## Given task:
Please write out the listing from its start to the line with "[70,64,113,86]", substituting "aviator" for "pilot" and leaving everything else as it stands.

## BEGIN

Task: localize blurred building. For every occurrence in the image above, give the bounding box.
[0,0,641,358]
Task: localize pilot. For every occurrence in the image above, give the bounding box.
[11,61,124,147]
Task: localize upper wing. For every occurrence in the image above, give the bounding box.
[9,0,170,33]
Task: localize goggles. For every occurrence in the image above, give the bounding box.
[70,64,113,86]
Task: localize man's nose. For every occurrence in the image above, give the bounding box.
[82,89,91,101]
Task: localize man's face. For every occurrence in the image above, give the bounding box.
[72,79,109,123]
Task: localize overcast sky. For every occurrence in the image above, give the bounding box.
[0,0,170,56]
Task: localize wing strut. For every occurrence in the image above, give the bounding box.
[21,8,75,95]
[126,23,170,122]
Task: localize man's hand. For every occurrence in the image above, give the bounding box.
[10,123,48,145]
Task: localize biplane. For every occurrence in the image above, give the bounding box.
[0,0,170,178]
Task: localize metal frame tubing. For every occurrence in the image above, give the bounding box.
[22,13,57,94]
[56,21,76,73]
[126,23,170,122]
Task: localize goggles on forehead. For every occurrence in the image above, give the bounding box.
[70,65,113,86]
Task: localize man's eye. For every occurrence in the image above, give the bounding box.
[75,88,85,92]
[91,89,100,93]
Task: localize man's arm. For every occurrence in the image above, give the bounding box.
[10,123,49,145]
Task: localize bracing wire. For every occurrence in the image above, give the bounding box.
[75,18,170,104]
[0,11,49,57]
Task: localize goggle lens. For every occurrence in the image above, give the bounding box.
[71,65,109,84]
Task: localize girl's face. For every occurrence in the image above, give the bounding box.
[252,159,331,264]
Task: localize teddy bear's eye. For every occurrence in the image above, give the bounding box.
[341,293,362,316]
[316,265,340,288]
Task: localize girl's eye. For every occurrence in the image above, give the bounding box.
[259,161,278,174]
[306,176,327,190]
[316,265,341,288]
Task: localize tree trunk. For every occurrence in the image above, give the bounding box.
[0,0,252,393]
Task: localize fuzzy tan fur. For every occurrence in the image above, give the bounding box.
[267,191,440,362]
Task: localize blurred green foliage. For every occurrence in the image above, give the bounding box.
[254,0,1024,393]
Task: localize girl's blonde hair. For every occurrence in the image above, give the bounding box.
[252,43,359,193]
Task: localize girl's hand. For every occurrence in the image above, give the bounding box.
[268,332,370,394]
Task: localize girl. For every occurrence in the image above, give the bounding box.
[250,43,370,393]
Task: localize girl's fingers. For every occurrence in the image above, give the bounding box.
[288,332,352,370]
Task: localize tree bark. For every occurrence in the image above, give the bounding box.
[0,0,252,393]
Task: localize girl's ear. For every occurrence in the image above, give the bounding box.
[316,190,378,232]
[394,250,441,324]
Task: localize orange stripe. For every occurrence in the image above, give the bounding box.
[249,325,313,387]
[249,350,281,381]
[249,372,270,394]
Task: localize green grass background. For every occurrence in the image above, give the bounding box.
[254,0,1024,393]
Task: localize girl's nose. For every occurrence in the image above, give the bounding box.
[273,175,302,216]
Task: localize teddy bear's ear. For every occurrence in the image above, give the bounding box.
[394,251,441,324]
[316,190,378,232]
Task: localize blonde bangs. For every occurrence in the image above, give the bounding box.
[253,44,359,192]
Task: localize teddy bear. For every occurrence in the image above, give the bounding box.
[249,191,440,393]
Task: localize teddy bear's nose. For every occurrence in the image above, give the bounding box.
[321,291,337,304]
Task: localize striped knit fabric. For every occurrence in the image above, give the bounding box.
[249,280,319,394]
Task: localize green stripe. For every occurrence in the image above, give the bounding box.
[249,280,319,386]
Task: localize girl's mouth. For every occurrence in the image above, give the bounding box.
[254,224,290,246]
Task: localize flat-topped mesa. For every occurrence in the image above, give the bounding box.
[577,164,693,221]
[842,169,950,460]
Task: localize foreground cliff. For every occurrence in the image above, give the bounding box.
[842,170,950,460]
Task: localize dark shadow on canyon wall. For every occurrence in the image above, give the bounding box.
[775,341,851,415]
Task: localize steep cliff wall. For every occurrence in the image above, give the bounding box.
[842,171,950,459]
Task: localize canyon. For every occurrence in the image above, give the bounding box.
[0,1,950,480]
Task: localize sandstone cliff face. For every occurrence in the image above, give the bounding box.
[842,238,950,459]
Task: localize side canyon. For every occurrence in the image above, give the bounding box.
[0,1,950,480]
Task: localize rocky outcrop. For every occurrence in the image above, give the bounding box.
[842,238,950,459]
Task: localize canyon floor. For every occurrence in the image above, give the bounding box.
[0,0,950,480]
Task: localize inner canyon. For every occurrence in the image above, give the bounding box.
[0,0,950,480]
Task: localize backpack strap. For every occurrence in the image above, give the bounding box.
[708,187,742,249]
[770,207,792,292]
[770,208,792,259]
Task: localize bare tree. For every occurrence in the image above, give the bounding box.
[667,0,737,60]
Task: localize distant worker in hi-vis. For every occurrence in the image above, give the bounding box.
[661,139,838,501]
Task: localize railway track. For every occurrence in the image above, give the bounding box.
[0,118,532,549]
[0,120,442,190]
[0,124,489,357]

## END

## Answer in full:
Task: localize blurred building. For every occurrence in the image above, give the bounding box.
[0,0,641,358]
Task: localize aviator. For every occurrence in the image above, give the bounding box.
[11,61,124,147]
Task: localize upper wing. For every occurrence in the image above, give the bounding box.
[9,0,170,33]
Task: localize goggles. For every occurrence in the image above, give the bounding box.
[70,64,113,86]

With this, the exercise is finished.